#### TRECHO DE ORIGEM:
┌──

Criminoso até que se prove o contrário! O espírito inquisitório brasileiro


Há em Pindorama um obscuro espírito inquisitório! Desde 2014, com o início da Operação Lava Jato (maior e mais longa operação investigativa sobre corrupção no Brasil conduzida pela Policia Federal) civis, imprensa, militâncias, políticos e funcionários do Estado brasileiro surfaram em uma onda predatória, punitivista, que ultrapassa os alicerces legais da Constituição, leis e códigos do ordenamento jurídico, remontando à sombria época do Tribunal da Santa Inquisição. A referida operação virou um partido, uma entidade, uma espécie de deidade vingativa e idolatrada.


Contra os direitos fundamentais e todas as legalidades prescritas na jurisprudência do Estado de Direito, é impelido um projeto de destruição gradativa na defesa do indivíduo. Foi implantado um estado policialesco, típico de sociedades autocráticas e totalitárias, que incorre em desacordo com o pacto social liberal e democrático.


Tornou-se patológico no país antecipar, de forma ignorante ou mal-intencionada, quem é culpado de um suposto delito, antes mesmo do devido processo legal. A presunção de inocência “ninguém será considerado culpado até o trânsito em julgado de sentença penal condenatória”, inscrita no artigo 5° da Constituição Brasileira e no artigo XI da Declaração Universal de Direitos Humanos, é constantemente violada. Se normalizou, no senso comum e incomum, a presunção de culpa, ou seja, a retrógrada visão de que todo investigado é culpado até que se prove o contrário. São tempos que fazem lembrar a perseguição aos “hereges”, contrários aos dogmas e preceitos religiosos.


O espírito inquisitório, vigente em países que não respeitam os direitos individuais, no qual todos deveriam ser tratados como sujeitos e não objetos, persegue e cria bodes expiatórios para atender aos interesses do povo descontente e de minorias raivosas - que pregam por uma justiça a la carte - indo de encontro aos alicerces do humanismo moderno. As pessoas habituaram-se a descarregarem suas mágoas, ressentimentos, recalques contra todos aqueles que são contrários ao seu mundo. Quando a caixa de pandora é aberta toda a bestialidade vem à tona. Infelizmente, a volúpia tem tomado o protagonismo.

└──

#### Linhas de dados:
┌──

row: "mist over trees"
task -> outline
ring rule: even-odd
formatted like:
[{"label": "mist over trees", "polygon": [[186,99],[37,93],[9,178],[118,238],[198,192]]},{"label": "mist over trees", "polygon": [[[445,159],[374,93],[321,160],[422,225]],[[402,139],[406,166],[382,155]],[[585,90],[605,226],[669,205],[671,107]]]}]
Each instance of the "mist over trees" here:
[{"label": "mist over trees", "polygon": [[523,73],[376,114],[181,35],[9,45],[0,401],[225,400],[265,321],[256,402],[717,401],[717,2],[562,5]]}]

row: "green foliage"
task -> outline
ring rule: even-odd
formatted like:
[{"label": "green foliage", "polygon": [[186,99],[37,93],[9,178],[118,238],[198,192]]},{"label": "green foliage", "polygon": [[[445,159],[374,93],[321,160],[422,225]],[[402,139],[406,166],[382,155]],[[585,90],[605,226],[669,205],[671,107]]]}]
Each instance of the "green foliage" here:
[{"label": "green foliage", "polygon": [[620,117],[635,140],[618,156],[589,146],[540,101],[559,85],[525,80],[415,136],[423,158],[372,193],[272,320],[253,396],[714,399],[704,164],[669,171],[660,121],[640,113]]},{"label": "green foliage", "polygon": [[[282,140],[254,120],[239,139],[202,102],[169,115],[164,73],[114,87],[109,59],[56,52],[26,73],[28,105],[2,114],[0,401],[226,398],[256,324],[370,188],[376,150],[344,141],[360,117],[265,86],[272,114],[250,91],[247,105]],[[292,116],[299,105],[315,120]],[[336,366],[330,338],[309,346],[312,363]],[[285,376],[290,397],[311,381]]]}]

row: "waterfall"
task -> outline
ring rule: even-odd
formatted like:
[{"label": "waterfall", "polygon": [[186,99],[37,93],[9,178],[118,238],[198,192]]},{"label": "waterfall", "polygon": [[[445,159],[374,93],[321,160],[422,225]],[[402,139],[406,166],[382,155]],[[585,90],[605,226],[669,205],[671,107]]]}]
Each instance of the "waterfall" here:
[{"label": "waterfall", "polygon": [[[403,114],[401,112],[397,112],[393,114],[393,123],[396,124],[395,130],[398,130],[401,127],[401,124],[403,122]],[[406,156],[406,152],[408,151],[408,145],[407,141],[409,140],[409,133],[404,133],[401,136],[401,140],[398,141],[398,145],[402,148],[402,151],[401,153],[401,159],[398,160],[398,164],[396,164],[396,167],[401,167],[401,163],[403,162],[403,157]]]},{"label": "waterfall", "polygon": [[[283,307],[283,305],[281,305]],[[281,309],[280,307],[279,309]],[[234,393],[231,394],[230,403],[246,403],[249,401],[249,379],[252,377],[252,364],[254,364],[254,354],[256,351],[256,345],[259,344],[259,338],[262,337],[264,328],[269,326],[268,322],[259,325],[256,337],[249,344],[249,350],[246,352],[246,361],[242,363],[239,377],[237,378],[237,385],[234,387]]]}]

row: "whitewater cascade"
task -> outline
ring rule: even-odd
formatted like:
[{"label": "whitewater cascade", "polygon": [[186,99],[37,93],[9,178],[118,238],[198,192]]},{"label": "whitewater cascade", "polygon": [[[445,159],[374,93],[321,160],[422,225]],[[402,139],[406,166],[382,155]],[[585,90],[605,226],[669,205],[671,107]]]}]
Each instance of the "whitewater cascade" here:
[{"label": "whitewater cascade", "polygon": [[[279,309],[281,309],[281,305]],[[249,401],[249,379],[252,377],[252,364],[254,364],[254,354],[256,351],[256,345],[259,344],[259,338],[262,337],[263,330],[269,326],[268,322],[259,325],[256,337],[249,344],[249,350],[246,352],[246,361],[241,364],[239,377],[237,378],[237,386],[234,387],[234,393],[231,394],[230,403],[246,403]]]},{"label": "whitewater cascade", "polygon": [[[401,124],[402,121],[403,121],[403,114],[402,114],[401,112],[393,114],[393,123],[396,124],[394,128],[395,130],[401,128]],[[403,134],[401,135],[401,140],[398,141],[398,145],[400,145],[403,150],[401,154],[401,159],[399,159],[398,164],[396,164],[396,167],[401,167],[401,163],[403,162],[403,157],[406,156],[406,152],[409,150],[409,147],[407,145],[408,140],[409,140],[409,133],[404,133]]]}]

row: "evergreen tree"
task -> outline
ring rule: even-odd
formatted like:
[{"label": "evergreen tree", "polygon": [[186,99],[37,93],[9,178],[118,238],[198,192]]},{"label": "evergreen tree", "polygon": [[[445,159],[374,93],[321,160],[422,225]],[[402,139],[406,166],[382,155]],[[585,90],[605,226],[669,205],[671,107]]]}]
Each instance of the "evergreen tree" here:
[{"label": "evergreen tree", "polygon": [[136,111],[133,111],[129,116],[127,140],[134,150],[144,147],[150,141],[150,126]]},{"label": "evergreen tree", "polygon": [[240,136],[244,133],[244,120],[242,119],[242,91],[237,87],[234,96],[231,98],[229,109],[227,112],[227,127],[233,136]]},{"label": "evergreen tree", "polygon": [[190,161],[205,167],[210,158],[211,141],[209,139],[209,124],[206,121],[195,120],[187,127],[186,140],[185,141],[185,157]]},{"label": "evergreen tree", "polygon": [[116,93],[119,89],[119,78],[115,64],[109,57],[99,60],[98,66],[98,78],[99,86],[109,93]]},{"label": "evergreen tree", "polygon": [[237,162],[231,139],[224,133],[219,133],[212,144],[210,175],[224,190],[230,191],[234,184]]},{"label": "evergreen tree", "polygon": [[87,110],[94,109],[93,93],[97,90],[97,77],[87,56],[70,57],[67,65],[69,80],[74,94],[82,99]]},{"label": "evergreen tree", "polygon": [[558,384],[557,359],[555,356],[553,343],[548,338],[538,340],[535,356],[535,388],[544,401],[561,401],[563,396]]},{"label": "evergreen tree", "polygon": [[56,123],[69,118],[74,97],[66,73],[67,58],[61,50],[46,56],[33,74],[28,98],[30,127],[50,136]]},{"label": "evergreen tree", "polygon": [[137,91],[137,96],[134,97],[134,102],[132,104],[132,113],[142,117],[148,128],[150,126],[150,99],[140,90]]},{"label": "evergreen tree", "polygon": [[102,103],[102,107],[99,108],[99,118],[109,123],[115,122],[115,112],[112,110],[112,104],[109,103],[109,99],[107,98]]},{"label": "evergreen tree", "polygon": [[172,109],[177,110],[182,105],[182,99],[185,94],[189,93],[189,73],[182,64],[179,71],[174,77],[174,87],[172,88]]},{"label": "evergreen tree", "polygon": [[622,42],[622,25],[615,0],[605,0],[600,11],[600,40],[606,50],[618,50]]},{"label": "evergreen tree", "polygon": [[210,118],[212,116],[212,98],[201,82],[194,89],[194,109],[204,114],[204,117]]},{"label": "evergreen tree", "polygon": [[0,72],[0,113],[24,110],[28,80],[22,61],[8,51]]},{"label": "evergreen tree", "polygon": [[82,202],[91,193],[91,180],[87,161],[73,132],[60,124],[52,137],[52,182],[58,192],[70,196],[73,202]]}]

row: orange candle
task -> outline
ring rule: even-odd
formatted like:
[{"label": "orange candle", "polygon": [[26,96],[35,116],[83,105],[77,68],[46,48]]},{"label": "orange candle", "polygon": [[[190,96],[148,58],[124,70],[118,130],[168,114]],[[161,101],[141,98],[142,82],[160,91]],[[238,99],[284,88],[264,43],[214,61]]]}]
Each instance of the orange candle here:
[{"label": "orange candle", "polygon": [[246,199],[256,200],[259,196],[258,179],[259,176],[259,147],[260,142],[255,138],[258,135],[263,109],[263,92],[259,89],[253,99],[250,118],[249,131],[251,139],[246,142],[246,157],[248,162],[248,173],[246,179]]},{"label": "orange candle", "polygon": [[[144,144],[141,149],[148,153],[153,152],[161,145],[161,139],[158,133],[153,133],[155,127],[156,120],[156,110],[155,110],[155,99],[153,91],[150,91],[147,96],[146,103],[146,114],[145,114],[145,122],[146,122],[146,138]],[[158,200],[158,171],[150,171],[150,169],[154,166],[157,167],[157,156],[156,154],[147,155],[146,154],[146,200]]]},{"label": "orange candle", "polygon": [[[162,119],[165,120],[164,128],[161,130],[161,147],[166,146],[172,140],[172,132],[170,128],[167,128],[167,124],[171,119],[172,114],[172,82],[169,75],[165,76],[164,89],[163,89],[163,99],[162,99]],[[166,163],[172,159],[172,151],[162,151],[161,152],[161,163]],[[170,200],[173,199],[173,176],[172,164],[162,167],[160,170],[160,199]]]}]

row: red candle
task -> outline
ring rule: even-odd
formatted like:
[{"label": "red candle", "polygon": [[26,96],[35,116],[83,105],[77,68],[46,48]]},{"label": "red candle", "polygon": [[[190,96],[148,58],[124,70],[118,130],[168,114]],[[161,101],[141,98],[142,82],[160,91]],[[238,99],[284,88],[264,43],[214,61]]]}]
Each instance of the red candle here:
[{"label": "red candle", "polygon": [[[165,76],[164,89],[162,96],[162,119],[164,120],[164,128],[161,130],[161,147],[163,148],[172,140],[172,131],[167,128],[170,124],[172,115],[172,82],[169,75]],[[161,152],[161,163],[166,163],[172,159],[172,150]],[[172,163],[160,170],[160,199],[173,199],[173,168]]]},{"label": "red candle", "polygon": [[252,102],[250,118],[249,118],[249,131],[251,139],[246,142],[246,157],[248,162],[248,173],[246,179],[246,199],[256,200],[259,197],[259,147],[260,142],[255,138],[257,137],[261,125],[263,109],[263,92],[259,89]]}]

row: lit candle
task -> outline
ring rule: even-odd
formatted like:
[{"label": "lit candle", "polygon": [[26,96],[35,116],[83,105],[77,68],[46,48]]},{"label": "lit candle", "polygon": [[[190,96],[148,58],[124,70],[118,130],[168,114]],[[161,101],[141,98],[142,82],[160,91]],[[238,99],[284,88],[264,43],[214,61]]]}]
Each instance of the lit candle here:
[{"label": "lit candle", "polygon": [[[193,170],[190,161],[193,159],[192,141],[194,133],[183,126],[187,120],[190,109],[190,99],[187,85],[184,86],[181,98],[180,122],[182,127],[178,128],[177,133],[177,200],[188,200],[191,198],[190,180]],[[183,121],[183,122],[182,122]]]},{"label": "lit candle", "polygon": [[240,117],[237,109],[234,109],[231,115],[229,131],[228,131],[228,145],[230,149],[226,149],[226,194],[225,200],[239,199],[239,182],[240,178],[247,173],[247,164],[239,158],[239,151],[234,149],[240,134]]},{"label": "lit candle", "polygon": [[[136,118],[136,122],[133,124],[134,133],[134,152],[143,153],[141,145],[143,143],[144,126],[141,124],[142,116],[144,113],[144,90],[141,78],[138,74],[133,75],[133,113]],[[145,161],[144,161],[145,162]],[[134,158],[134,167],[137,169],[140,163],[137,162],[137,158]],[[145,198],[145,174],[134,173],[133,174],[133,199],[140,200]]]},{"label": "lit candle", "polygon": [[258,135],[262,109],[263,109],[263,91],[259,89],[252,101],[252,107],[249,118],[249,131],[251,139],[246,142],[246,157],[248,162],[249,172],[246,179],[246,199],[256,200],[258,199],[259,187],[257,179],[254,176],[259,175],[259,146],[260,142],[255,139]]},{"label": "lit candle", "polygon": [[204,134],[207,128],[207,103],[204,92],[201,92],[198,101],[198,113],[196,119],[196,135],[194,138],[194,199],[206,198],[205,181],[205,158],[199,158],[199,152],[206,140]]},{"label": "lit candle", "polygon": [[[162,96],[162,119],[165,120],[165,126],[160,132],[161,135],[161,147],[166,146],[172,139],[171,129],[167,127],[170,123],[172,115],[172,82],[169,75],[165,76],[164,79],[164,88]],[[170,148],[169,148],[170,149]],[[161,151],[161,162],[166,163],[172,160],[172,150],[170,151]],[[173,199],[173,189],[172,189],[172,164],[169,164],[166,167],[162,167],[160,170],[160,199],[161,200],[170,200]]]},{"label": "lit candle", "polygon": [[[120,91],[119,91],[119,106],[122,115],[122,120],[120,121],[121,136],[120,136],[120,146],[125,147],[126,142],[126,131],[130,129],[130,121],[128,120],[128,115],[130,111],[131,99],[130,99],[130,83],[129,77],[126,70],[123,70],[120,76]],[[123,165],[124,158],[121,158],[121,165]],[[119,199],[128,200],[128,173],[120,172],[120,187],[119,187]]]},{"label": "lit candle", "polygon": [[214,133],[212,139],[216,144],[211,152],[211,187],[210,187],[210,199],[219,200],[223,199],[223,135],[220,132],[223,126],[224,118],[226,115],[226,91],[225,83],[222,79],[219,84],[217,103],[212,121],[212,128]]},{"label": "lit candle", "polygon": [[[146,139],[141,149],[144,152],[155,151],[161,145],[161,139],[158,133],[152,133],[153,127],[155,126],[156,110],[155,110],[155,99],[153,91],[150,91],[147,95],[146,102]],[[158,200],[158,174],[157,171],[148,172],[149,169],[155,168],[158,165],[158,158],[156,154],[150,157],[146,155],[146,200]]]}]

└──

#### SUA TAREFA:
Retome o texto sobre o espírito inquisitório brasileiro a partir do ponto em que ele para. Os itens constituem um material à parte, sem relação com o texto.

#### RESPOSTA ESPERADA:
A seguinte reflexão deveria ser feita por qualquer pessoa sensata. “Ao olhar o outro que me incomoda, que não se enquadra no meu conceito de vida correto, não vejo-o como um ser menor, sub-humano, sem direitos resguardados? Não me enxergo como superior, incapaz de estar numa situação em que posso ser acusado? Não me colocando no lugar do outro, não estou sendo insensível, conduzido por um temperamento autoritário, uma mentalidade despótica, pautada pelo irracionalismo?”


Uma autoanálise é o mundo ideal. O Brasil vem sendo arrastado por uma vibração deletéria e dissonante que põe em risco os avanços civilizatórios. Estes deveriam prezar pelo respeito às leis, conduzida de forma racional, e não compactuar com comportamentos vingativos, de perseguição política. Há uma certa apologia para atender, cegamente, a uma opinião pública ou multidão sedenta, defensora da tortura e maus-tratos aos presos nas cadeias. Além disso, um masoquismo à espetacularização de investigados e réus com maior visibilidade pública, tendo a enorme corresponsabilidade da mídia tradicional.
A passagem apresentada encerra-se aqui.